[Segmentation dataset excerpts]
-- Start --

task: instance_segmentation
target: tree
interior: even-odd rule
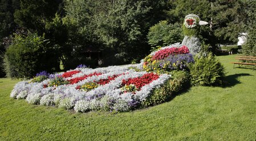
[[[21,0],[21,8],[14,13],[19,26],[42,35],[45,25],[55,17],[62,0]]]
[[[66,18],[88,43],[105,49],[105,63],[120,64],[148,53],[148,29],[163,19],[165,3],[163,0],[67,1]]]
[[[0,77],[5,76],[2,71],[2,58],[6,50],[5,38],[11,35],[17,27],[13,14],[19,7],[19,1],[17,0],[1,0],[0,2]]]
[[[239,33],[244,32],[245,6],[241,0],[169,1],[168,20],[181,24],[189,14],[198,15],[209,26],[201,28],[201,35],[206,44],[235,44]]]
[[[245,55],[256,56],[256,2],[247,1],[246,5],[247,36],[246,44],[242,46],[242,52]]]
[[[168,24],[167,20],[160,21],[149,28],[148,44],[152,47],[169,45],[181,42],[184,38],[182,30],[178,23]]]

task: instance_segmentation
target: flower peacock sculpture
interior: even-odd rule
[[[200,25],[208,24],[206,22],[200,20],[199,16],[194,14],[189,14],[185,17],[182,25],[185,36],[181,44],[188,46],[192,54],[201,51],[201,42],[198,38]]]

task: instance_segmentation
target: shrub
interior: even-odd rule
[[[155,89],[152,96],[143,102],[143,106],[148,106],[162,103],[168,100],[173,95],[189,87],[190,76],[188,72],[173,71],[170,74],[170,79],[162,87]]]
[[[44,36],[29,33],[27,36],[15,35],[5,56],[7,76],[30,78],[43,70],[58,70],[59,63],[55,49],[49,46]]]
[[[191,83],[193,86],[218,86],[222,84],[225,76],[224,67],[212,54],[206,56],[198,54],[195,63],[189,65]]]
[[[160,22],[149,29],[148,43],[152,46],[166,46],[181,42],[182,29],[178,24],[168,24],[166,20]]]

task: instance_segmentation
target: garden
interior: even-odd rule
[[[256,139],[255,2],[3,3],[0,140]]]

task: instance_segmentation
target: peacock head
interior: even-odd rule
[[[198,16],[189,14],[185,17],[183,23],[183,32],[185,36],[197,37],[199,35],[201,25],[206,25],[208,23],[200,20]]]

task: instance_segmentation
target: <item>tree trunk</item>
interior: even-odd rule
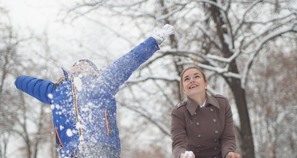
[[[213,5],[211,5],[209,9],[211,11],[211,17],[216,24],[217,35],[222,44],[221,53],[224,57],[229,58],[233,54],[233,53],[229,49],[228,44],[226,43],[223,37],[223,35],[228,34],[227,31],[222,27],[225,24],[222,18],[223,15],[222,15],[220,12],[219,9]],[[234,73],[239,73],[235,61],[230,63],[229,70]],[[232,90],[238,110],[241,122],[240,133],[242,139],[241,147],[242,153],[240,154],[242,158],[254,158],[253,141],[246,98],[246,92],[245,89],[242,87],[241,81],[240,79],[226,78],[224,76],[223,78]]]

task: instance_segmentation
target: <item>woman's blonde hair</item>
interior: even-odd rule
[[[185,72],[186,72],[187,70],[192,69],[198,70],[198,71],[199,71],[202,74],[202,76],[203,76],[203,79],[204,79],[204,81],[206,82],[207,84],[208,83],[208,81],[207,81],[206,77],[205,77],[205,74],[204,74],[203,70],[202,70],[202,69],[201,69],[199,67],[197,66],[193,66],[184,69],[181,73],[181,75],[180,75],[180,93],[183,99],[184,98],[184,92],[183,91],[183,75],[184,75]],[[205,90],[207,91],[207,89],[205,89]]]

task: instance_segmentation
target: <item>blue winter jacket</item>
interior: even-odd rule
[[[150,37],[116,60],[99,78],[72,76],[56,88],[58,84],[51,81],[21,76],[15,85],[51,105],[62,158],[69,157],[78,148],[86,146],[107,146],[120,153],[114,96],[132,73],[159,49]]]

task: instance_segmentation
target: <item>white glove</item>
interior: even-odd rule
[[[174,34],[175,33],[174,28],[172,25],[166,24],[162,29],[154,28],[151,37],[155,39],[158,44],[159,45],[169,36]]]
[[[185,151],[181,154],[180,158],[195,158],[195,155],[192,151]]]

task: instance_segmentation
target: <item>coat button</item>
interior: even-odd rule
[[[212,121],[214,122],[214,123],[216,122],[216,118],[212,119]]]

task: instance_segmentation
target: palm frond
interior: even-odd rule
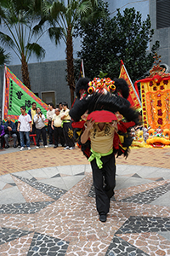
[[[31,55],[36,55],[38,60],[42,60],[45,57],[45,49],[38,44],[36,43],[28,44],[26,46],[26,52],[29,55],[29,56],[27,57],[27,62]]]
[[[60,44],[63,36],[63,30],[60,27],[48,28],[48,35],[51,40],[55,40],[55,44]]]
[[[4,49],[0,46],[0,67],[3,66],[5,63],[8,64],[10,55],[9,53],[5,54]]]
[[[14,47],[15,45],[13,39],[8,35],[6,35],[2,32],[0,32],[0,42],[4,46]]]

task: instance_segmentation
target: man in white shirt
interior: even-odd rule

-- End --

# [Problem details]
Every entry above needs to be retyped exactly; drop the pictures.

# [Result of the task]
task: instance_segmentation
target: tree
interior: even-odd rule
[[[21,0],[21,8],[14,13],[19,26],[42,35],[45,25],[55,17],[62,0]]]
[[[66,18],[88,43],[105,49],[105,63],[120,64],[148,53],[148,29],[163,19],[165,3],[163,0],[67,1]]]
[[[0,77],[5,76],[2,71],[2,58],[6,50],[5,38],[11,35],[17,27],[13,14],[19,7],[19,1],[17,0],[1,0],[0,2]]]
[[[239,33],[244,32],[245,6],[241,0],[169,1],[168,20],[181,24],[189,14],[198,15],[209,26],[201,28],[201,35],[206,44],[235,44]]]
[[[245,55],[256,56],[256,2],[247,1],[246,5],[247,36],[246,44],[242,46],[242,52]]]
[[[168,24],[167,20],[160,21],[149,28],[148,44],[152,47],[169,45],[181,42],[184,38],[182,30],[178,23]]]

task: instance_segmentation
target: flower peacock sculpture
interior: even-odd rule
[[[200,25],[208,24],[206,22],[200,20],[199,16],[194,14],[189,14],[185,17],[182,25],[185,36],[181,44],[188,46],[192,54],[201,51],[201,42],[198,38]]]

task: instance_segmentation
target: shrub
interior: even-odd rule
[[[155,89],[152,96],[143,102],[143,106],[148,106],[162,103],[168,100],[173,95],[189,87],[190,76],[188,72],[173,71],[170,74],[170,79],[162,87]]]
[[[44,36],[29,33],[27,36],[15,35],[5,56],[7,76],[30,78],[43,70],[58,70],[59,63],[55,49],[49,46]]]
[[[191,83],[193,86],[218,86],[222,84],[225,76],[224,67],[212,54],[206,56],[198,54],[195,63],[189,65]]]
[[[160,22],[149,29],[148,43],[152,46],[166,46],[181,42],[182,29],[178,24],[168,24],[166,20]]]

task: instance_segmentation
target: garden
interior: even-odd rule
[[[256,139],[255,2],[3,3],[0,140]]]

task: instance_segmentation
target: peacock head
interior: even-odd rule
[[[198,16],[189,14],[185,17],[183,23],[183,32],[185,36],[197,37],[199,35],[201,25],[206,25],[208,23],[200,20]]]

task: instance_segmentation
target: <item>tree trunk</item>
interior: even-odd rule
[[[213,5],[211,5],[209,9],[211,11],[211,17],[216,24],[217,35],[222,44],[221,53],[224,57],[229,58],[233,54],[233,53],[229,49],[228,44],[226,43],[223,37],[223,35],[228,34],[227,31],[222,27],[225,24],[222,18],[223,15],[222,15],[220,12],[219,9]],[[234,73],[239,73],[235,61],[230,63],[229,70]],[[232,90],[238,110],[241,122],[240,133],[242,139],[241,147],[242,153],[240,154],[242,158],[254,158],[253,141],[246,98],[246,92],[245,89],[242,87],[241,81],[240,79],[226,78],[224,76],[223,78]]]

task: instance_segmentation
target: <item>woman's blonde hair</item>
interior: even-odd rule
[[[185,72],[186,72],[187,70],[192,69],[198,70],[198,71],[199,71],[202,74],[202,76],[203,76],[203,79],[204,79],[204,81],[206,82],[207,84],[208,83],[208,81],[207,81],[206,77],[205,77],[205,74],[204,74],[203,70],[202,70],[202,69],[201,69],[199,67],[197,66],[193,66],[184,69],[181,73],[181,75],[180,75],[180,93],[183,99],[184,98],[184,92],[183,91],[183,75],[184,75]],[[205,90],[207,91],[207,89],[205,89]]]

task: instance_segmentation
target: <item>blue winter jacket</item>
interior: even-odd rule
[[[150,37],[116,60],[99,78],[72,76],[56,88],[58,84],[51,81],[21,76],[15,85],[51,105],[62,158],[69,157],[78,148],[86,146],[107,146],[120,153],[114,96],[132,73],[159,49]]]

task: instance_segmentation
target: <item>white glove</item>
interior: even-odd rule
[[[174,34],[175,33],[174,28],[172,25],[166,24],[162,29],[154,28],[151,37],[155,39],[158,44],[159,45],[169,36]]]
[[[185,151],[181,154],[180,158],[195,158],[195,155],[192,151]]]

task: instance_segmentation
target: <item>coat button</item>
interior: even-odd rule
[[[212,121],[214,122],[214,123],[216,122],[216,118],[212,119]]]

task: instance_segmentation
target: palm frond
interior: even-odd rule
[[[31,55],[36,55],[38,60],[42,60],[45,57],[45,49],[38,44],[36,43],[28,44],[26,46],[26,52],[29,55],[29,56],[27,57],[27,62]]]
[[[60,44],[63,36],[63,30],[60,27],[48,28],[48,35],[51,40],[55,40],[55,44]]]
[[[4,49],[0,46],[0,67],[3,66],[5,63],[8,64],[10,55],[9,53],[5,54]]]
[[[14,47],[15,45],[13,39],[8,35],[6,35],[2,32],[0,32],[0,42],[4,46]]]

task: instance_segmentation
target: man in white shirt
interior: even-odd rule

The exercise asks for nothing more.